Selected extract -
----
A new kind of approach to non-toxic antifouling is coatings with hydrophilic properties that effectively prevent the adhesion of bacteria and the formation of biofilms. However, these technologies are still in development (e.g. at ONR) and are not yet freely available.
In addition to these "passive" processes, there are also "active", energy-intensive methods to prevent fouling. Pulsed laser irradiation, for example, can be used against diatom growth. Plasma pulse technology is also very effective against bivalves, killing organisms within milliseconds. Some LED manufacturers have developed UVC devices (250-280 nm) which can detect and even prevent the formation of biofouling. The detection of beginning fouling is already possible in the early colonization phase because microorganisms possess intracellular fluorophores that fluoresce when stimulated by UV light. This is mainly due to the amino acids tyrosine, phenylalanine and tryptophan. Strong radiation in the UVC range deactivates the DNA of microorganisms and thus prevents the formation of a biofilm which is a prerequisite for the development of the fouling community. The extent to which this non-contact, non-chemical method can also be used as an antifouling solution for larger objects remains to be seen.
----
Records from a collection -
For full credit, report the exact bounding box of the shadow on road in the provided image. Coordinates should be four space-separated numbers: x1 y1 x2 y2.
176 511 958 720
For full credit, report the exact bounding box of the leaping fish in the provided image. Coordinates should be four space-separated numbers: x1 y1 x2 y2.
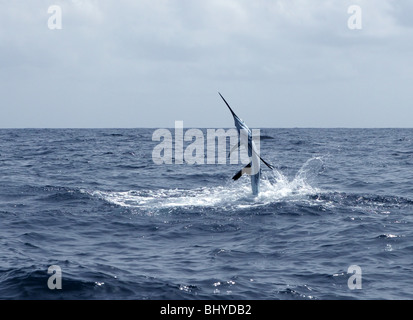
218 92 273 195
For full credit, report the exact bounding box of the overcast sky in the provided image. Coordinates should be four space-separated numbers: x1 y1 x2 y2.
0 0 413 128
----
Assignment 1 - Condense the paragraph of the antifouling text that begins "In addition to these" into a bulleted list, keeping its main facts.
Assignment 2 - According to the antifouling text, what wavelength range do the UVC devices from some LED manufacturers use?
Assignment 3 - Carry the antifouling text forward by writing the next part, starting after its final sentence.

Task answer 1 -
- Besides passive coatings, there are active, energy-intensive methods against fouling.
- Pulsed laser irradiation can be used against diatom growth.
- Plasma pulse technology is very effective against bivalves and kills organisms within milliseconds.
- Some LED manufacturers have developed UVC devices (250-280 nm) that can detect and even prevent biofouling.
- Detection is possible in the early colonization phase because microorganisms contain intracellular fluorophores, mainly the amino acids tyrosine, phenylalanine and tryptophan, that fluoresce under UV light.
- Strong UVC radiation deactivates microbial DNA, which prevents the biofilm that fouling communities need to develop.
- It remains to be seen whether this non-contact, non-chemical method works for larger objects.

Task answer 2 - 250-280 nm.

Task answer 3 -
Ultrasound, too, has similar effects and is being tested on small to medium-sized boats as an alternative to antifouling on a paint and coating basis. Ultrasound also kills or denatures microalgae and microorganisms which are still at the beginning of the formation sequence of fouling communities. In pipe systems and cooling systems simple heat treatments often prevent the colonisation of growth organisms, especially bivalves, which can completely block pipes over the course of time. It is important to carry out these thermal treatments regularly in order to prevent the colonisation of larvae right from the start.
Perhaps other substances will be available in the future to combat fouling. Biotoxins, for example, some of which are more effective than synthetic compounds. Research is focusing on bufalin, a cardiotonic toxin that was originally isolated from the poison of Chinese toads and forms part of many traditional Chinese remedies. Bufalin is said to be more than 100 times stronger than TBT and also effective against barnacles.